* SELECTION
────

What a ridiculous premise. Luckily someone else already replied far more eloquently than I would have:

Valor Bronson @BronsonValor Replying to @the_transit_guy A vehicle increases the distance you can travel, increases how much you can take with you, decreases the time to get there, and requires significantly less effort on the user's part to get there.

I see the point you're trying to make, I just can't agree with it.


Great for when I travel to see my parents 6hrs 2-3 times a year. Terrible almost every other day of the year.

Cities are designed to be spread out, which means ridiculous amount of space set aside for parking (there’s still not enough parking space). There is an entire laundry list of problems associated with car-based infrastructure, its inability to scale for high populations, and the ridiculous amount of cash required to be functional in society as a result. $20k required investment before someone can even consider hiring you because otherwise how are you going to get to a mcdonald’s 15 miles away from where anyone lives?

The whole “fuck cars” thing is a bit of an annoying meme, but there’s legitimate points to criticize how american infrastructure has been designed.


On a charitable take, user who replied completely missed the point. On a less charitable view, user maliciously decided to ignore, it's not about the functionality enabled by the car. Instead, is about its inefficiency compared to similar transport means, like train and other means of public transport.


Funny thing is that where I grew up everybody is much willing to use public transportation where possible, while nobody has so much hate for cars like North America liberals do in recent 10 years.

It is just an inconvenient truth to point out US public transportation is in such a bad shape that driving in a lot of cases is the only option. At least it is much safer.


US public transportation isn't necessarily the problem, and neither is cars themselves; the root cause is US zoning/infrastructure.

When everything is built with cars in mind, nothing is walkable and everything is super far apart. (Because, after all, you're supposed to use your car to get there!) In a properly-designed area you don't even necessarily need public transit.


North American liberals? I live in a neighborhood that I would call liberal--it has a pretty high density of BLM and "We Believe" signs. But it probably averages better than two cars per household.

How is driving much safer?

────

* Rows from a box labeling dataset
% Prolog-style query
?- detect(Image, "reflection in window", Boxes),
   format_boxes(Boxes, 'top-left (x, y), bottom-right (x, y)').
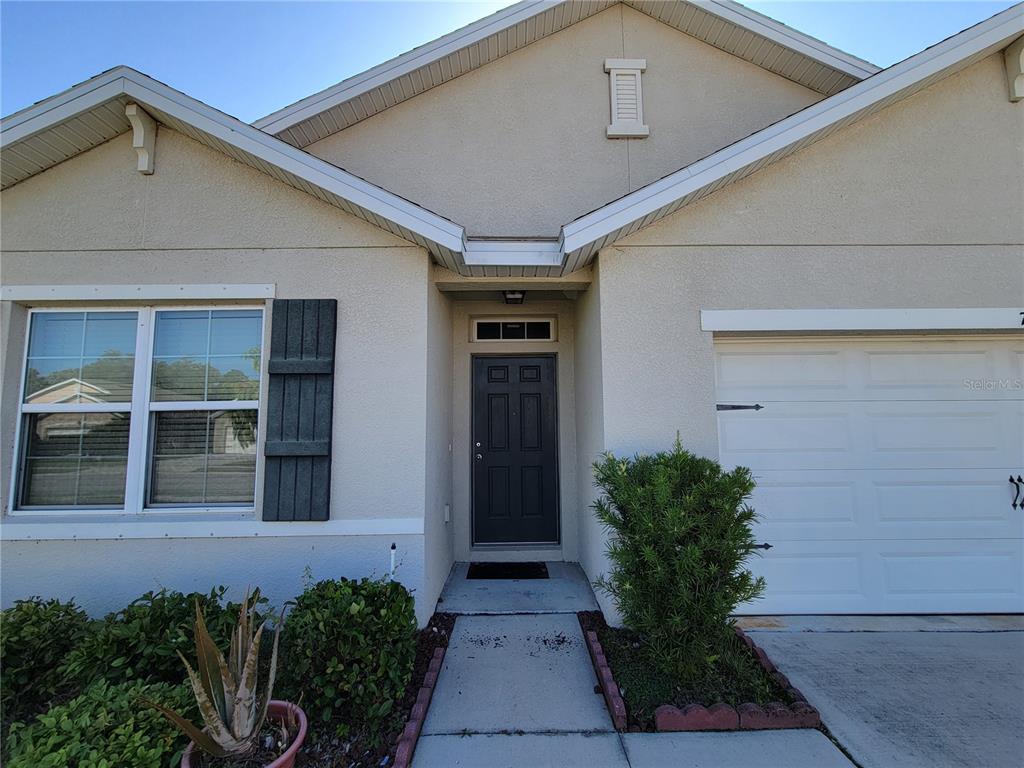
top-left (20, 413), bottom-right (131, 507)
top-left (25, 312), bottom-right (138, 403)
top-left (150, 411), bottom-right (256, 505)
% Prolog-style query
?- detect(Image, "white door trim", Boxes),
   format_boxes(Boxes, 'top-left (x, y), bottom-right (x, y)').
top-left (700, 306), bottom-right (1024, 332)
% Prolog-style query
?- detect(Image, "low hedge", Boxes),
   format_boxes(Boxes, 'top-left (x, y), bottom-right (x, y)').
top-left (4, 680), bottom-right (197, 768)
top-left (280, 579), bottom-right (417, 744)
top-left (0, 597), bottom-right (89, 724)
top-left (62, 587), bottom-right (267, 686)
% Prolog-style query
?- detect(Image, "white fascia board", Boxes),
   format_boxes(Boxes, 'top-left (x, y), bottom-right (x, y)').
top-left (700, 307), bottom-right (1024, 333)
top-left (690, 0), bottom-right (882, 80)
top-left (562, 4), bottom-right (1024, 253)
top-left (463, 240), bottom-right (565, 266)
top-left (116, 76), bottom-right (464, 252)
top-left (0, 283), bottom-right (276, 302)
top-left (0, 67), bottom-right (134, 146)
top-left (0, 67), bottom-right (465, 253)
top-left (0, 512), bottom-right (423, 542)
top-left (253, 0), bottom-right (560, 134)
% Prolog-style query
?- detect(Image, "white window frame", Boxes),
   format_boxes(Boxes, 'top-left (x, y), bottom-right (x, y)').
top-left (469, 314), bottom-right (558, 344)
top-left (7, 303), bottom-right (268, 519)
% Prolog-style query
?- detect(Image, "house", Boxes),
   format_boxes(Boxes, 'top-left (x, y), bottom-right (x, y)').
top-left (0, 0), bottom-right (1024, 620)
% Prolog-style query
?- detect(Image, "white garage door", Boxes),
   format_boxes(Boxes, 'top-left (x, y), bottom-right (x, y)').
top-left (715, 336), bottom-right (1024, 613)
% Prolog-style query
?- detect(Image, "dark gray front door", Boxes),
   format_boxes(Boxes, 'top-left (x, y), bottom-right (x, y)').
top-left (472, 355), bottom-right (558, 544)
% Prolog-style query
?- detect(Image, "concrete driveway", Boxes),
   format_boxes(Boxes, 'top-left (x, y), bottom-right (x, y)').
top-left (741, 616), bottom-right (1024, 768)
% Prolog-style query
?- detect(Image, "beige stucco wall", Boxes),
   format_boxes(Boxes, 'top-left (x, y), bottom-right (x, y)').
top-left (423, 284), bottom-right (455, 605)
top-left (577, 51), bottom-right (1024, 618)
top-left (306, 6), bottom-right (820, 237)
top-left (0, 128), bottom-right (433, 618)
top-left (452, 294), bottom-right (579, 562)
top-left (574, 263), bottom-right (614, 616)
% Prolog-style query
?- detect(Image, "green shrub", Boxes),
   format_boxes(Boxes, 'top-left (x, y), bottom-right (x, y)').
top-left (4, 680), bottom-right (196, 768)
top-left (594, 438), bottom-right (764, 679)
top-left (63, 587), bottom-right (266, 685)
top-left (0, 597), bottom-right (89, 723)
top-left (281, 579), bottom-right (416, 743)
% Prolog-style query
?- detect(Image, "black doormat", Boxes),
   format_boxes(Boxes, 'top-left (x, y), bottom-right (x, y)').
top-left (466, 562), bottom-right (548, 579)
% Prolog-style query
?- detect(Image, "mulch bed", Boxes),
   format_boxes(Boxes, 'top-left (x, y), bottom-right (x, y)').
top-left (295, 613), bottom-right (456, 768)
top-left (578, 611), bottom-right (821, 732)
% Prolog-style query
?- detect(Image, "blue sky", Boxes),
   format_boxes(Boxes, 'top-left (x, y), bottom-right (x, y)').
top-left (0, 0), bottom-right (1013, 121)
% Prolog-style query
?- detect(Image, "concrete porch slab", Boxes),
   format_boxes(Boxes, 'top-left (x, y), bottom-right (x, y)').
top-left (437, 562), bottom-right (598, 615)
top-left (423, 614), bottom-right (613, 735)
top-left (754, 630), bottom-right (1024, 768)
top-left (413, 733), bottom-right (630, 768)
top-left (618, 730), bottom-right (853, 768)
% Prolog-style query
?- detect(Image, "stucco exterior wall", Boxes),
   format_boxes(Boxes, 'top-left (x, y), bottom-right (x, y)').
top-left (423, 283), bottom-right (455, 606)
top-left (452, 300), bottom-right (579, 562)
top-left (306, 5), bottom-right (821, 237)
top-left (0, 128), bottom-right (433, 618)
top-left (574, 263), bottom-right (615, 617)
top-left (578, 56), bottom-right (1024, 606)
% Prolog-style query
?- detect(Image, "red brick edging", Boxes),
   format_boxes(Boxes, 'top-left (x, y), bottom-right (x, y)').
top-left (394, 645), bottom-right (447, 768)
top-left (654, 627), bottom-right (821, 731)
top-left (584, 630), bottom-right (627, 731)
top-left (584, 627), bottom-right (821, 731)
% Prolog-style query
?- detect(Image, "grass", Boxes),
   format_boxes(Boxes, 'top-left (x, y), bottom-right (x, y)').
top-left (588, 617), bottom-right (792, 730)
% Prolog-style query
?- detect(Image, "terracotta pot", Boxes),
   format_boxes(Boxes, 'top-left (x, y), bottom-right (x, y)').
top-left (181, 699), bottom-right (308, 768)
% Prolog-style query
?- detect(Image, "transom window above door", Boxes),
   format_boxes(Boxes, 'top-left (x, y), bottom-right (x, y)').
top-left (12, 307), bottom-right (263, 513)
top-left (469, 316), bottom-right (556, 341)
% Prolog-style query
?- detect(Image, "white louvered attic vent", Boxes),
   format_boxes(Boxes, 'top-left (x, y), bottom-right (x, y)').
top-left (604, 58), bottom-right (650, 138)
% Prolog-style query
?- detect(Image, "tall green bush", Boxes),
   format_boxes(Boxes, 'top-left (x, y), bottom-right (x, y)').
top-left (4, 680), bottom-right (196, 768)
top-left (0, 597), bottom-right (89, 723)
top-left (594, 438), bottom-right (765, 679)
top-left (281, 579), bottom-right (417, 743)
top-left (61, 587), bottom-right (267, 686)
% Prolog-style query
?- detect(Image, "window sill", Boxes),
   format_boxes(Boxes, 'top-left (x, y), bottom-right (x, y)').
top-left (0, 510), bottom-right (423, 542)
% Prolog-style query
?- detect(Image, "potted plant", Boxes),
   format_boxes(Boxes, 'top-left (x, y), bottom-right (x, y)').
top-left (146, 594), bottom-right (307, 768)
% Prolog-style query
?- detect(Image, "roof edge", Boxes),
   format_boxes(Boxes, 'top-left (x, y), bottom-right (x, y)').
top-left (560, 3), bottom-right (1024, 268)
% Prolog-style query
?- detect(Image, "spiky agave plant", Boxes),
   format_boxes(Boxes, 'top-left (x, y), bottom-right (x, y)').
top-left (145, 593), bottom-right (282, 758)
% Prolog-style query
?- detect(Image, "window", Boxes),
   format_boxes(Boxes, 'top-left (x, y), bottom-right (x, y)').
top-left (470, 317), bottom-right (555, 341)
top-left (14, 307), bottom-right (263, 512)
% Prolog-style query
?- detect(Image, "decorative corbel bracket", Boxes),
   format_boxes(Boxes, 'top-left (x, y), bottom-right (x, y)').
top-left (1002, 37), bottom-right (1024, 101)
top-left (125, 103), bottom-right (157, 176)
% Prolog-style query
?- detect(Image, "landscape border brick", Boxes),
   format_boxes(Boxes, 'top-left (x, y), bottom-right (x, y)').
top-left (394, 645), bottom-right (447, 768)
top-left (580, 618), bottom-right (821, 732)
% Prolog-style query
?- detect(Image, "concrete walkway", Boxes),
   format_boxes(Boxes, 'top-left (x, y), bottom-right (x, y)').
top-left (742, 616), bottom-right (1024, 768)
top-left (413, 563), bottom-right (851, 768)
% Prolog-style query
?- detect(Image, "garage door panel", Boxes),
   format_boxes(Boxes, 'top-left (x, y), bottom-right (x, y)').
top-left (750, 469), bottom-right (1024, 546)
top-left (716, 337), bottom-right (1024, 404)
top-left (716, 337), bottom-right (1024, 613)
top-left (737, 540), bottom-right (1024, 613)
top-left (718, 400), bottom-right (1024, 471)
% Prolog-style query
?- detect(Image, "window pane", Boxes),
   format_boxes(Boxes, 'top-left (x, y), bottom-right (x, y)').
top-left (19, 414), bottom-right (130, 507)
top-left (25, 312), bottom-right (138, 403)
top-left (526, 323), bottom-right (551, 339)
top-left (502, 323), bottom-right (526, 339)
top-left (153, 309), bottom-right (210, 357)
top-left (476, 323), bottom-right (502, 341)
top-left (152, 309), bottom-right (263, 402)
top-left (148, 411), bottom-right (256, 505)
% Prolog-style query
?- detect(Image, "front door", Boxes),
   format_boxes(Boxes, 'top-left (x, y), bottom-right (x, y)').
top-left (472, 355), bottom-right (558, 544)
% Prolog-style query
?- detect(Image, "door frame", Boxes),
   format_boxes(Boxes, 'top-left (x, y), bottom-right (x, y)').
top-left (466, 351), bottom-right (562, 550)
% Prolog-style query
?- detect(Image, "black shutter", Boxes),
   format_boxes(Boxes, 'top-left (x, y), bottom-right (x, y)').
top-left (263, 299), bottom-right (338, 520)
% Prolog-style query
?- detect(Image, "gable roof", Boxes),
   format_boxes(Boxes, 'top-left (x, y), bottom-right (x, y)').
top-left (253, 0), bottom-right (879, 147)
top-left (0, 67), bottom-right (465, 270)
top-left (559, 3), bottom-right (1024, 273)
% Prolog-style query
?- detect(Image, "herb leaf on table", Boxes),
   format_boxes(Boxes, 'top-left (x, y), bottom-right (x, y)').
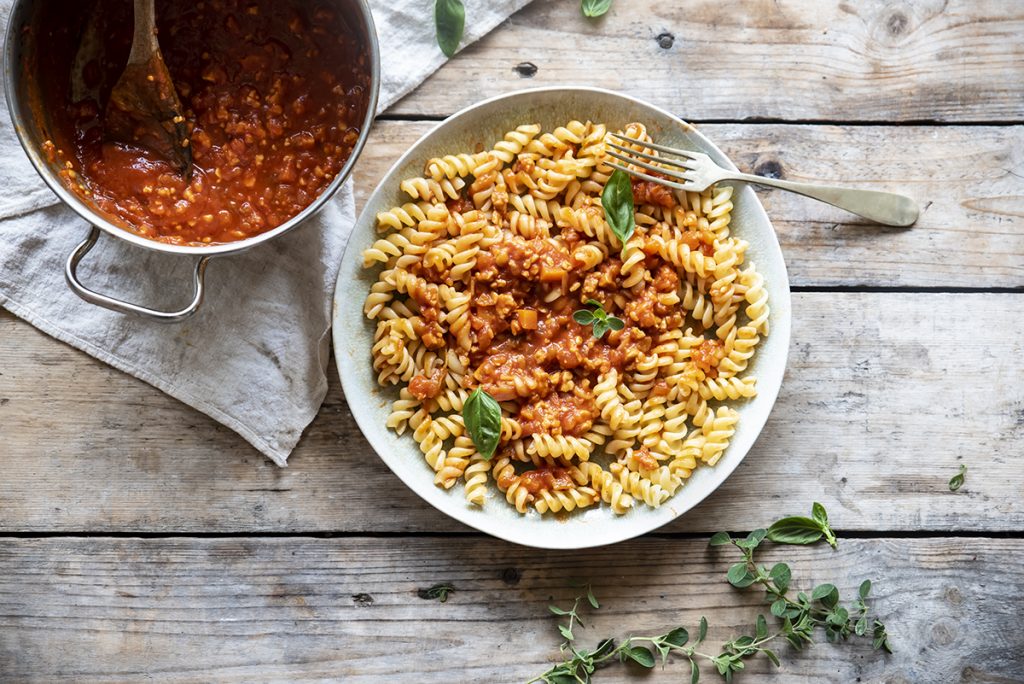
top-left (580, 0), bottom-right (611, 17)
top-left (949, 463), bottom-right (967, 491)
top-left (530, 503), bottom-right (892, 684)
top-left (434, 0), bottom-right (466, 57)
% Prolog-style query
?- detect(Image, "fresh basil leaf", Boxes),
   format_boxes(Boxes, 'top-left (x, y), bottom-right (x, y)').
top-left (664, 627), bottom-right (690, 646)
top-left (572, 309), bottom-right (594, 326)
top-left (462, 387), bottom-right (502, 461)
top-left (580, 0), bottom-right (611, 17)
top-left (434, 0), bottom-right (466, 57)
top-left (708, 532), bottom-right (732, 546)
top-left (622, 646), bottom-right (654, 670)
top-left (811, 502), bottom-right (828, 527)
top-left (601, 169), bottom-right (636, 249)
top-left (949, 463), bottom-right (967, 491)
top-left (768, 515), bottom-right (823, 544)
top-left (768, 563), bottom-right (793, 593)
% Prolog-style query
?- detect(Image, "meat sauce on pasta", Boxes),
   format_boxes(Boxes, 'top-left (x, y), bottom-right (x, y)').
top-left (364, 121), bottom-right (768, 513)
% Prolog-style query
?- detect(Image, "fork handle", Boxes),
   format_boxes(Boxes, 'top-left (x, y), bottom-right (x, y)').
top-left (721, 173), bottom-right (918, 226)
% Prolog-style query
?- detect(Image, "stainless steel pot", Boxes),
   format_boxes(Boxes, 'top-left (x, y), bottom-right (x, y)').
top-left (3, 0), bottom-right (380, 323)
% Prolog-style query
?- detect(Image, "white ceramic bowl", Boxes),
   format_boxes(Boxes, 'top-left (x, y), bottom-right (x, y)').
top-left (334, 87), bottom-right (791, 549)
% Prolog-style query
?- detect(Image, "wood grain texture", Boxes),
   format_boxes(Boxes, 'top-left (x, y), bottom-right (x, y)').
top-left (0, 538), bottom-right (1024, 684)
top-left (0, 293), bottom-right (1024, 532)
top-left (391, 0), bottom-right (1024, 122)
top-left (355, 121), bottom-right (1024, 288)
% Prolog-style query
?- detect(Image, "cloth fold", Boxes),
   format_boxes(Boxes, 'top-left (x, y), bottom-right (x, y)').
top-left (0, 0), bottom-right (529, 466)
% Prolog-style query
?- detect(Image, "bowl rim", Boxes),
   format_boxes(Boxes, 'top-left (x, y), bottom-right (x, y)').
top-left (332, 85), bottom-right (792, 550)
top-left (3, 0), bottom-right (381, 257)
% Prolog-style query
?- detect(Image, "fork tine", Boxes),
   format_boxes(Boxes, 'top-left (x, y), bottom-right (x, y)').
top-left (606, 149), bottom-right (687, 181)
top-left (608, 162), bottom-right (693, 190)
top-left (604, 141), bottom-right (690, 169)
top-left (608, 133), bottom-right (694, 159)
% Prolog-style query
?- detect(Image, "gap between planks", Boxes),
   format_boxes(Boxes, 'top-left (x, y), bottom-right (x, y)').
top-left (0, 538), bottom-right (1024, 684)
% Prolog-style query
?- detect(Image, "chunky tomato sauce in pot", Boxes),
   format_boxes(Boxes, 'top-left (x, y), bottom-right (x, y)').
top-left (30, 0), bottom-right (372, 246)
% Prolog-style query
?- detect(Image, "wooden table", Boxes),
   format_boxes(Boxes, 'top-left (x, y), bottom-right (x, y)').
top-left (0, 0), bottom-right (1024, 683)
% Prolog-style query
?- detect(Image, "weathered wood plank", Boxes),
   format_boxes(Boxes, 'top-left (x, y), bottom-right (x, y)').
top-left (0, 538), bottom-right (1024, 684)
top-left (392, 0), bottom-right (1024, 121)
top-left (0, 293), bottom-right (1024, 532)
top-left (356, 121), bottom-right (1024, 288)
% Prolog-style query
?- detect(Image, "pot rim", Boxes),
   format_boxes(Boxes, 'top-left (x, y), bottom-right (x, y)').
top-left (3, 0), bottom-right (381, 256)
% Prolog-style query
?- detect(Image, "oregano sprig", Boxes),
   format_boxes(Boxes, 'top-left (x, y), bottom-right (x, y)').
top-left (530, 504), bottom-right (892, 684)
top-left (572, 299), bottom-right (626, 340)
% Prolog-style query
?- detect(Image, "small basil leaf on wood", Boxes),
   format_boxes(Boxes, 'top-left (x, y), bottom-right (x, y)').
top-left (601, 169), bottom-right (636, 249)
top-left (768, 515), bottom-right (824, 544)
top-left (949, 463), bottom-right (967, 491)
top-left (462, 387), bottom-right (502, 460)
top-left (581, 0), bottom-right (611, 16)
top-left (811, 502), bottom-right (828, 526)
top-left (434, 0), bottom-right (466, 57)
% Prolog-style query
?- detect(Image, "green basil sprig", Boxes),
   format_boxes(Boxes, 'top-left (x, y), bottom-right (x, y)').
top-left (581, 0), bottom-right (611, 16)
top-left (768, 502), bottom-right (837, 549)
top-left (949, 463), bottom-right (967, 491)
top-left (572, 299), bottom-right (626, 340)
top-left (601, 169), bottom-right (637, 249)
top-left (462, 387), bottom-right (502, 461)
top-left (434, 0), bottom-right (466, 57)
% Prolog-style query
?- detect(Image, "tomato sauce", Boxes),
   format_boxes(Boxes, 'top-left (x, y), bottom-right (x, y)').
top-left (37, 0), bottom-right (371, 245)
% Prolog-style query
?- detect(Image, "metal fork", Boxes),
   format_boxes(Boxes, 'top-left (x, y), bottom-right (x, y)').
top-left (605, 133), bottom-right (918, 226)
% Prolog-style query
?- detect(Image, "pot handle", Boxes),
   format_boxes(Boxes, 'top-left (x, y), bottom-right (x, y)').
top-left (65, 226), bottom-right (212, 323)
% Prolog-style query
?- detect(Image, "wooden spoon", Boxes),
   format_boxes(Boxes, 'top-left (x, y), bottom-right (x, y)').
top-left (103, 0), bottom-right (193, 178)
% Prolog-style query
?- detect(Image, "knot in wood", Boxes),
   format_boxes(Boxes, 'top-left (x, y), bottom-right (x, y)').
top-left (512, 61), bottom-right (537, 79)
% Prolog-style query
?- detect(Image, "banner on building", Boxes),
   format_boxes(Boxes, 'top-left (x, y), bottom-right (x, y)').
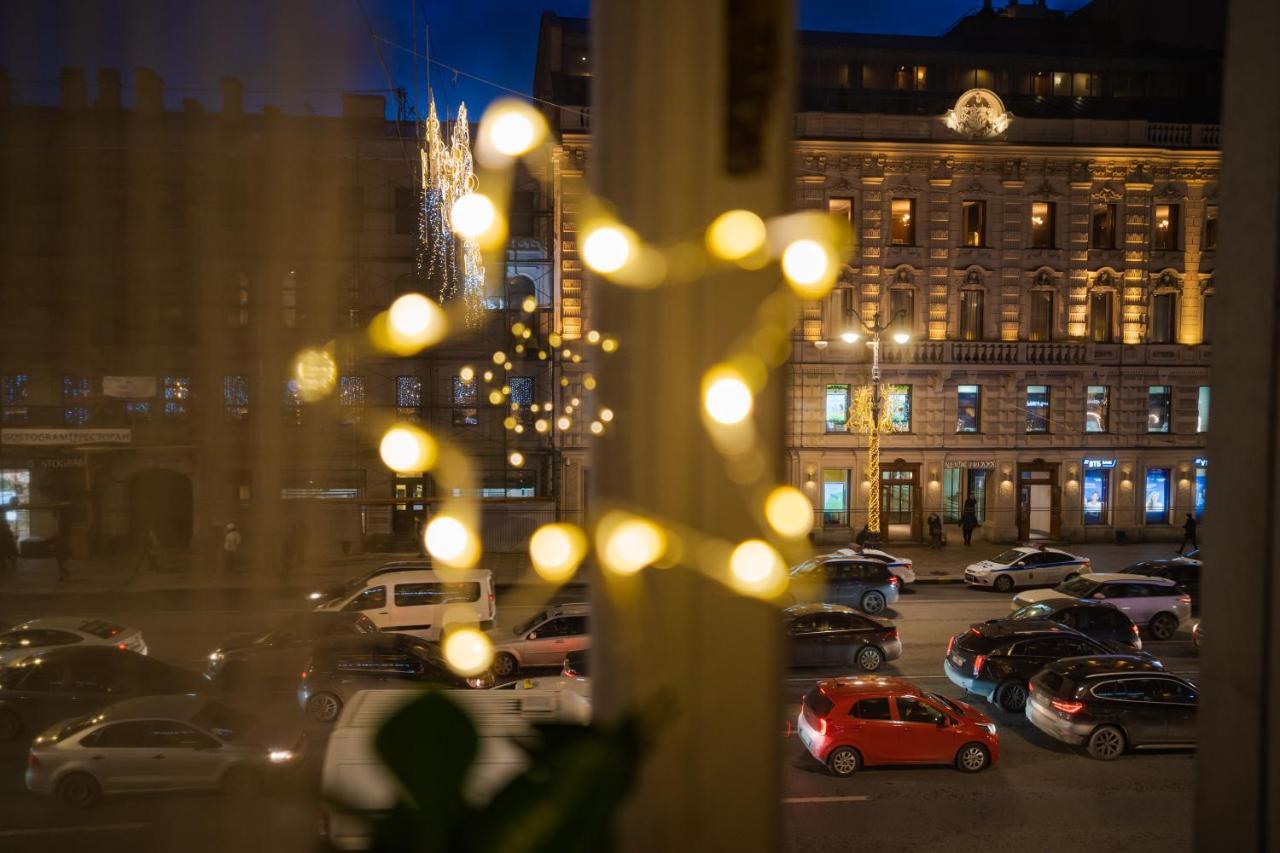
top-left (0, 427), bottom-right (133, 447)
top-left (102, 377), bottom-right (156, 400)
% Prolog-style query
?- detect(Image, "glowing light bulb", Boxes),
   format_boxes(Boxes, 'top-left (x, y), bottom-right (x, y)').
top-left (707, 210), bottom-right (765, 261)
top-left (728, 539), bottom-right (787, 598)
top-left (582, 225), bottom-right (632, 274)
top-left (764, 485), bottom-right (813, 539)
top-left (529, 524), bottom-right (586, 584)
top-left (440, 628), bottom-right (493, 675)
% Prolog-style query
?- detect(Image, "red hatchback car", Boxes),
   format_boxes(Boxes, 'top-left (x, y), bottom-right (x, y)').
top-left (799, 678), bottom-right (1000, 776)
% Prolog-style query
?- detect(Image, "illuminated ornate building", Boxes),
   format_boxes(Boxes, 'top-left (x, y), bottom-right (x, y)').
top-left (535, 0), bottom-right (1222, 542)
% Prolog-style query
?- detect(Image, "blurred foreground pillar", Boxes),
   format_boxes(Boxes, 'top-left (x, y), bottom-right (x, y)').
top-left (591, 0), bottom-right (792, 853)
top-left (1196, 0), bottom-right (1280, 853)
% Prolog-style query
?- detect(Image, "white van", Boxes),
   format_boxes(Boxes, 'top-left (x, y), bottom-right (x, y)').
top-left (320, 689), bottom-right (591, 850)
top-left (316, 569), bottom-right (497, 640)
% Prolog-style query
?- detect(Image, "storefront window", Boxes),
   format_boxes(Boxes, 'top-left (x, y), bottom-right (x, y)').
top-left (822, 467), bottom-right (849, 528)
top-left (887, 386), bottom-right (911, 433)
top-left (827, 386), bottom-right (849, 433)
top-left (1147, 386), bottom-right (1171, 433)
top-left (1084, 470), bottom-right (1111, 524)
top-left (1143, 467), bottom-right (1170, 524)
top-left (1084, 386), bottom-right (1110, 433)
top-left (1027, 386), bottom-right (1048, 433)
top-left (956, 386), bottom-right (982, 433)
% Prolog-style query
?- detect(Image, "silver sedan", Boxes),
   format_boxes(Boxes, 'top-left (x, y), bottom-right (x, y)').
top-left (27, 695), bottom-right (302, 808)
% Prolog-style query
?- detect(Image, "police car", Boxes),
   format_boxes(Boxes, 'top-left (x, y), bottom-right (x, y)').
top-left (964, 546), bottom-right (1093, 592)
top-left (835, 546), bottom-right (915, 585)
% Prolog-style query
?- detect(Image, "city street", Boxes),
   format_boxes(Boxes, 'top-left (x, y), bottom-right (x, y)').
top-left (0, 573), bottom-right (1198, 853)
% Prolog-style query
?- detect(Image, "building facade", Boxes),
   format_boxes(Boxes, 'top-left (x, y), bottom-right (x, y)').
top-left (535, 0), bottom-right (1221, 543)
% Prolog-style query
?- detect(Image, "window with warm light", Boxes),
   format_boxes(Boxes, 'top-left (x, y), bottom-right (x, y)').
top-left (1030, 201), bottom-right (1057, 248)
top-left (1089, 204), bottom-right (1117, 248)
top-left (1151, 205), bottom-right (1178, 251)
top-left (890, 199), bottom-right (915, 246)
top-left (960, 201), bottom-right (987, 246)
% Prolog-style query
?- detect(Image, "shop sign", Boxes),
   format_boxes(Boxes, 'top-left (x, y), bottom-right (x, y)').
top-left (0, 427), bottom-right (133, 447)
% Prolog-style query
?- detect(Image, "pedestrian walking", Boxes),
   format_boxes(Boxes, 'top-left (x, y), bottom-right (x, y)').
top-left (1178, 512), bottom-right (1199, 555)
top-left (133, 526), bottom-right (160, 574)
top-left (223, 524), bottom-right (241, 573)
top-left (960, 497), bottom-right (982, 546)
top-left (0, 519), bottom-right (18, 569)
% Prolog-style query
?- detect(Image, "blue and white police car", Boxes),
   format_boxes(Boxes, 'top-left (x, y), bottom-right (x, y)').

────

* TASK REQUIREMENTS
[A] Render this sentence from the discussion of car-based infrastructure in Spanish: "In a properly-designed area you don't even necessarily need public transit."
[B] Transcribe the entries verbatim, starting at their first line and ending after the line that contains "top-left (62, 587), bottom-right (267, 686)". Leave the pictures out.

* ANSWERS
[A] En una zona bien diseñada, ni siquiera se necesita necesariamente el transporte público.

[B]
% Prolog-style query
?- detect(Image, "reflection in window", Boxes),
   format_boxes(Boxes, 'top-left (x, y), bottom-right (x, y)').
top-left (20, 413), bottom-right (131, 507)
top-left (25, 312), bottom-right (138, 403)
top-left (150, 411), bottom-right (256, 505)
% Prolog-style query
?- detect(Image, "white door trim", Boxes),
   format_boxes(Boxes, 'top-left (x, y), bottom-right (x, y)').
top-left (700, 306), bottom-right (1024, 332)
% Prolog-style query
?- detect(Image, "low hedge", Boxes),
   format_boxes(Boxes, 'top-left (x, y), bottom-right (x, y)').
top-left (4, 680), bottom-right (197, 768)
top-left (280, 579), bottom-right (417, 744)
top-left (0, 597), bottom-right (89, 724)
top-left (62, 587), bottom-right (267, 686)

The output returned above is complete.